**Page text:**

The governor plays an active role within the judicial branch of Oklahoma government. Oklahoma has a Judicial Nominating Commission consisting of thirteen members that review all potential justices and judges of Oklahoma's appellate courts, such as the Oklahoma Supreme Court, and review them to determine if they qualify to hold their respective positions. Of these thirteen members, the governor appoints six without the consent of the Oklahoma Legislature. The governor's appointments serve for a term of six years each; the terms are staggered so that approximately one-third of the appointments become vacant every two years.
In the event of a vacancy upon the Oklahoma Supreme Court or on the Court of Criminal Appeals, the Judicial Nominating Committee submits three nominees to fill the vacancy to the governor and Oklahoma Supreme Court chief justice. The governor must appoint one to fill the vacancy within 60 days or the appointment is turned over to the chief justice.
The governor also possess the power to grant commutations, pardons and paroles for all offenses, except cases of impeachment, upon such conditions and with such restrictions and limitations as he may deem proper, subject to such regulations as may be prescribed by law. The governor does not have the power to grant paroles if a convict has been sentenced to death or sentenced to life imprisonment without parole. In order to grant a pardon to an individual, he must submit the name of the individual to the Oklahoma Pardon and Parole Board composed of five members, three of which are appointed by the governor at the beginning of his term in office to serve a term that coincides with his own. After reviewing the applicant for clemency, and a favorable vote from the majority, the board may empower the governor to make such acts of as he deems necessary.

**Data lines:**
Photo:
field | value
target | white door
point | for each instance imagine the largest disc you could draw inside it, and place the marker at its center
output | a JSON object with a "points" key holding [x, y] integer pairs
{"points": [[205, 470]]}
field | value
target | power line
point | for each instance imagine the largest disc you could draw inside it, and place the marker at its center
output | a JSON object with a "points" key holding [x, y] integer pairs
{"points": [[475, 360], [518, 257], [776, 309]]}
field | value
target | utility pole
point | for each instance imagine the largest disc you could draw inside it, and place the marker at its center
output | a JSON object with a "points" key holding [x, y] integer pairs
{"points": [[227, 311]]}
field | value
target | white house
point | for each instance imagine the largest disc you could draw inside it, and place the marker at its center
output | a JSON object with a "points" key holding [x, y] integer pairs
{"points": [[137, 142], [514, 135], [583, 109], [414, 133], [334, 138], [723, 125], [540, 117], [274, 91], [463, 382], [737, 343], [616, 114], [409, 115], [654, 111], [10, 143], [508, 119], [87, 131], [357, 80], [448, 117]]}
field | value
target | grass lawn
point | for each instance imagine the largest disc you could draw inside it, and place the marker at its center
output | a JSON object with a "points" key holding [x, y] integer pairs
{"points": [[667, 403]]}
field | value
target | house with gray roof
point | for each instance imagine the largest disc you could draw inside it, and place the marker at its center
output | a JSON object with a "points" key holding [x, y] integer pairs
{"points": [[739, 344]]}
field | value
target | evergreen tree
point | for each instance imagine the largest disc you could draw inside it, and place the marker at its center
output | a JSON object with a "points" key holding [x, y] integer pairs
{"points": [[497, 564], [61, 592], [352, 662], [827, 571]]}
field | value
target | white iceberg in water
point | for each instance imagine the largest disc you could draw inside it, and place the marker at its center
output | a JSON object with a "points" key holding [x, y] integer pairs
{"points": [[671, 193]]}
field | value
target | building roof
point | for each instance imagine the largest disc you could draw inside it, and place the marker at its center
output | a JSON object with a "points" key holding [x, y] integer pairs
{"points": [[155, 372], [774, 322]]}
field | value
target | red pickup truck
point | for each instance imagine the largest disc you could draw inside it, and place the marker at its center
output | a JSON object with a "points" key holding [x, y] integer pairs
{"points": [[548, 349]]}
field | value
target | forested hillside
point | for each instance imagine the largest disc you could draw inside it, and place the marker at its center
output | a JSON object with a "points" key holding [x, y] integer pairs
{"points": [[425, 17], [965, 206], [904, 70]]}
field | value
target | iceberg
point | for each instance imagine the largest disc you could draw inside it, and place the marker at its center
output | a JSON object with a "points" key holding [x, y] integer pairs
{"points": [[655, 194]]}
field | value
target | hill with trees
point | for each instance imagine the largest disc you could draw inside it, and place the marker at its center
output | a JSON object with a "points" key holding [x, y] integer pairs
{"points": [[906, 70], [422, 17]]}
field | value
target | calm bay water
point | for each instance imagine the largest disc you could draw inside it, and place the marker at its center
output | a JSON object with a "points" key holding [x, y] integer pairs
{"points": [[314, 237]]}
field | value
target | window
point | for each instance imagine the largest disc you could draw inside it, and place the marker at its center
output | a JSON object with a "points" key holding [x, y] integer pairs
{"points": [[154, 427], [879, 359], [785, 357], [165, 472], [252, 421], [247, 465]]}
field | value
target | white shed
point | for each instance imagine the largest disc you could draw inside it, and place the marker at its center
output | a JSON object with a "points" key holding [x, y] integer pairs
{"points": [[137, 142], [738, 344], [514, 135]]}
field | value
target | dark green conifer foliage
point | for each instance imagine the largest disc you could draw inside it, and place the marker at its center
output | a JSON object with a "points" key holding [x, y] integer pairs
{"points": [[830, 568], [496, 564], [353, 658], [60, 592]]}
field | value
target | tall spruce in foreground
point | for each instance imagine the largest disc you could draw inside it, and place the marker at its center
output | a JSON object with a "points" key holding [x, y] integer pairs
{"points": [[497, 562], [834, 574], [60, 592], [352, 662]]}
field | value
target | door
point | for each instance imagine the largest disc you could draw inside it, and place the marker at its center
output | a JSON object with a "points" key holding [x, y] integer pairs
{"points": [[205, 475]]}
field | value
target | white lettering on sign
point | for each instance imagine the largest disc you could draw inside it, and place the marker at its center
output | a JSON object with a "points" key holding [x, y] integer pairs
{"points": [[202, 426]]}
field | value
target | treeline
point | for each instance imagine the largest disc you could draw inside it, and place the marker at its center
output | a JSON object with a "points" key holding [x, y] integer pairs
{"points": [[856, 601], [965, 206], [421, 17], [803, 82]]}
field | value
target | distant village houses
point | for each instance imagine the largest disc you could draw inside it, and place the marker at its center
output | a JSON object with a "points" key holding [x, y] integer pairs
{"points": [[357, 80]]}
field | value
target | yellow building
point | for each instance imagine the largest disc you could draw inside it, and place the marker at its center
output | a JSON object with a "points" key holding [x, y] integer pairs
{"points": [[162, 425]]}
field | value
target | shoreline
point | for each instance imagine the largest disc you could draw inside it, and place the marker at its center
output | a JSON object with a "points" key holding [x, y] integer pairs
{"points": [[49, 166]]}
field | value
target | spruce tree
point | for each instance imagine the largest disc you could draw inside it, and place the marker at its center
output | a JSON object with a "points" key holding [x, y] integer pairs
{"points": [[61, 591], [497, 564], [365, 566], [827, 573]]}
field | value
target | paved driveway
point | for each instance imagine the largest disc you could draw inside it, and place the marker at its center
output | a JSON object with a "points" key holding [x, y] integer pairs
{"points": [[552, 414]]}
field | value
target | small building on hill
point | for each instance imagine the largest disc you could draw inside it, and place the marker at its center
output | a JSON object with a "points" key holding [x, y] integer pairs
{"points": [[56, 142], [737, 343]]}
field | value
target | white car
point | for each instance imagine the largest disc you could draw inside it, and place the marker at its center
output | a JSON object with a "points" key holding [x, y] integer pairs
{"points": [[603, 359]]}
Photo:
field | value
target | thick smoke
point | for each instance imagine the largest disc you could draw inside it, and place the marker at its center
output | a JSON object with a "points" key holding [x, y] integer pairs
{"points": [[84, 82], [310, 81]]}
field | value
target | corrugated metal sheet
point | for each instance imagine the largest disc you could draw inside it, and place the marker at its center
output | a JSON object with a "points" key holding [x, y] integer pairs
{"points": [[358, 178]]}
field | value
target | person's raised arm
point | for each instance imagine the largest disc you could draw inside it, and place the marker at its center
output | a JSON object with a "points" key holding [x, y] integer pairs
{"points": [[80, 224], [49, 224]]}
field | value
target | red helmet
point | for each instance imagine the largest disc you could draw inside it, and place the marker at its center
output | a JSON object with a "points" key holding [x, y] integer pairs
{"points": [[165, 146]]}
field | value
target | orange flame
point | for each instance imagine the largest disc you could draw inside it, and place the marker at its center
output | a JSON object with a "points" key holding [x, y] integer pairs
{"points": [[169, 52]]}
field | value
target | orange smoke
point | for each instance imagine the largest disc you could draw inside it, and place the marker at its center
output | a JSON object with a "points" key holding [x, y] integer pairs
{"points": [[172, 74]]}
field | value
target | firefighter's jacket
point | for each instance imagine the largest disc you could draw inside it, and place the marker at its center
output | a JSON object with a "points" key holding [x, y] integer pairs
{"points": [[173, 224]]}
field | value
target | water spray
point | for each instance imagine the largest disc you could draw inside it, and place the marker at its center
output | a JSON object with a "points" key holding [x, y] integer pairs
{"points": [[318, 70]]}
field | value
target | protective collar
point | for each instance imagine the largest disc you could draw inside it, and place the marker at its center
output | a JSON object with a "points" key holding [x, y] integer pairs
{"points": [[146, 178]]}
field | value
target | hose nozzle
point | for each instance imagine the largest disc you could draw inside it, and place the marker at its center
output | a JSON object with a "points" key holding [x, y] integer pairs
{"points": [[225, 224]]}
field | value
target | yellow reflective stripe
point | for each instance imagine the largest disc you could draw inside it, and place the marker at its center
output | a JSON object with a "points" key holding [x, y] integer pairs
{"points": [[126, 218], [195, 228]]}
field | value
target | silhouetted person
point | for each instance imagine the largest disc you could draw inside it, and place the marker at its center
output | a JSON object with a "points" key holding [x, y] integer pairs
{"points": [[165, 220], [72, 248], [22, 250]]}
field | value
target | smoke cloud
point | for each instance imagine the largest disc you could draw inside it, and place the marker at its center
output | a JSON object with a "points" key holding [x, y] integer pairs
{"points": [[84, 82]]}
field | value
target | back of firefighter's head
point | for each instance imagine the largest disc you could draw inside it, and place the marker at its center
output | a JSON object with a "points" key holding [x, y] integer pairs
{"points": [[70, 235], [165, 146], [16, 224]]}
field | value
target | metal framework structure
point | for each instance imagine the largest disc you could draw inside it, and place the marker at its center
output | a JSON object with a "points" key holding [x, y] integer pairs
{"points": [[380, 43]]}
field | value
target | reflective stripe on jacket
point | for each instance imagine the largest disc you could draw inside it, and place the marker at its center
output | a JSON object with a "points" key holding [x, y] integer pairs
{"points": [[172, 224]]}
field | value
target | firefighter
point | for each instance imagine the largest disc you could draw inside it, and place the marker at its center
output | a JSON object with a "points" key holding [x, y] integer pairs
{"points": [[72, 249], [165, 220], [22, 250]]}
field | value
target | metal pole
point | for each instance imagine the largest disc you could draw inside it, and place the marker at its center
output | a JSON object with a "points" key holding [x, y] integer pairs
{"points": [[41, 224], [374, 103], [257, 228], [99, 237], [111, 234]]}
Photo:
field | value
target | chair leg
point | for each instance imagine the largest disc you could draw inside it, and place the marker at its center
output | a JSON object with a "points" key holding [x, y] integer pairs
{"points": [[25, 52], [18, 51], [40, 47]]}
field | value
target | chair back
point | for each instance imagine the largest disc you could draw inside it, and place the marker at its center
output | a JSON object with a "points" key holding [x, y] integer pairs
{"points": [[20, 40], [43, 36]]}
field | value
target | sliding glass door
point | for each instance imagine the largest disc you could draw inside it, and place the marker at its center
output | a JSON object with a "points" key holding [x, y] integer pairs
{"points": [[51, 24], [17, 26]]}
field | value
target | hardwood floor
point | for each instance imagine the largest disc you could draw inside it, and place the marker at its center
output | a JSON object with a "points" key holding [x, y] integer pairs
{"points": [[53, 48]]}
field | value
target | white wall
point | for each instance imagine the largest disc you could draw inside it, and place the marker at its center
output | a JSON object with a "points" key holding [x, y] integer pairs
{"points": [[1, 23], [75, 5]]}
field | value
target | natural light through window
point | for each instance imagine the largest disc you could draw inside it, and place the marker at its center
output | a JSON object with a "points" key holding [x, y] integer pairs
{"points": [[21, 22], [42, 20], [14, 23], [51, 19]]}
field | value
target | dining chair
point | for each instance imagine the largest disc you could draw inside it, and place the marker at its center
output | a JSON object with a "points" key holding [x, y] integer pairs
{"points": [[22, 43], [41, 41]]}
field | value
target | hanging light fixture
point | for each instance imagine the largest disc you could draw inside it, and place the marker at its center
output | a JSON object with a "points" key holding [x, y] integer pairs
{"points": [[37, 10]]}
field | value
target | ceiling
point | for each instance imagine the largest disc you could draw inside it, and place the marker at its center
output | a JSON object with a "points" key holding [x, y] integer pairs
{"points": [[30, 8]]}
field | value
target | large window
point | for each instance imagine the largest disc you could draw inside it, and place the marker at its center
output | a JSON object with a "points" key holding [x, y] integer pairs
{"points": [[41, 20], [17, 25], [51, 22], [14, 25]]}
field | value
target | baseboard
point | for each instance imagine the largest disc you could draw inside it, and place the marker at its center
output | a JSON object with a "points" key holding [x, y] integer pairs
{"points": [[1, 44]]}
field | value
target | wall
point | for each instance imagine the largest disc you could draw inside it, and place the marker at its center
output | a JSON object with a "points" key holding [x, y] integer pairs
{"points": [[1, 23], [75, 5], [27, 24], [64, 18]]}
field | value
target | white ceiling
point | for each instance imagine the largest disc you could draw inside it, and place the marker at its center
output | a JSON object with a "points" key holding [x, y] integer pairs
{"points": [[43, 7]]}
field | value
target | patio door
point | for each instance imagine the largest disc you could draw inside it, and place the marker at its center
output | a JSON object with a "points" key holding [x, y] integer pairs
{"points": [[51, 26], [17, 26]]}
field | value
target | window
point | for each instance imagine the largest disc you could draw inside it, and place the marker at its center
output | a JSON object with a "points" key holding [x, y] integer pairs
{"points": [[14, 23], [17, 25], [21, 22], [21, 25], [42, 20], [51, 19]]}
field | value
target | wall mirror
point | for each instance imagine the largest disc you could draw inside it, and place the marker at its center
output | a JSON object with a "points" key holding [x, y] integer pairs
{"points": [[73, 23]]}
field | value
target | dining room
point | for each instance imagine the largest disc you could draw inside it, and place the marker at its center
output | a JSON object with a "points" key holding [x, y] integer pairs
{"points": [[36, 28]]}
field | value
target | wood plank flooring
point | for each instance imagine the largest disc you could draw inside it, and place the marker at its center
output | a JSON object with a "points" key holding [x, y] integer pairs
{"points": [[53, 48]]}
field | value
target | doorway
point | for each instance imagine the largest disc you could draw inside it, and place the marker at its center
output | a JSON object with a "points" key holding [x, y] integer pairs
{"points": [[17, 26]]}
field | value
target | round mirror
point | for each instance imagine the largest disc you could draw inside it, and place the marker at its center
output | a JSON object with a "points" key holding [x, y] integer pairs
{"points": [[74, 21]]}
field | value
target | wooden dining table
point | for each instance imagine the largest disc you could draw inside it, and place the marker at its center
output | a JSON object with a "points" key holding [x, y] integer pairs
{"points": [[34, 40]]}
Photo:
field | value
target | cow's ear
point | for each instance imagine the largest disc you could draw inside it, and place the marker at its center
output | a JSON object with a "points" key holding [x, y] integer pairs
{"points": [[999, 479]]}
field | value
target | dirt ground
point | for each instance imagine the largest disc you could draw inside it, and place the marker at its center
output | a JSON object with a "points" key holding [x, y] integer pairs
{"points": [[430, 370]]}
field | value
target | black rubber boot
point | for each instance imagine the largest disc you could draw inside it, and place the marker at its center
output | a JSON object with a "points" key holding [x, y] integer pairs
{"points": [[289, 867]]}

**Set problem 1:**
Answer the following from the text on the Oklahoma governor's judicial powers:
(a) How many members of the Judicial Nominating Commission does the governor appoint?
(b) Within how many days must the governor fill a vacancy on the Oklahoma Supreme Court or the Court of Criminal Appeals?
(c) How many members sit on the Oklahoma Pardon and Parole Board, and how many of them does the governor appoint?
**Set problem 2:** Set down, word for word, everything in the text on the Oklahoma governor's judicial powers from "In the event" down to "the chief justice.".

**Full answer 1:**
(a) Six, without the consent of the Oklahoma Legislature.
(b) Within 60 days. Otherwise the appointment is turned over to the chief justice.
(c) Five members, three of whom the governor appoints.

**Full answer 2:**
In the event of a vacancy upon the Oklahoma Supreme Court or on the Court of Criminal Appeals, the Judicial Nominating Committee submits three nominees to fill the vacancy to the governor and Oklahoma Supreme Court chief justice. The governor must appoint one to fill the vacancy within 60 days or the appointment is turned over to the chief justice.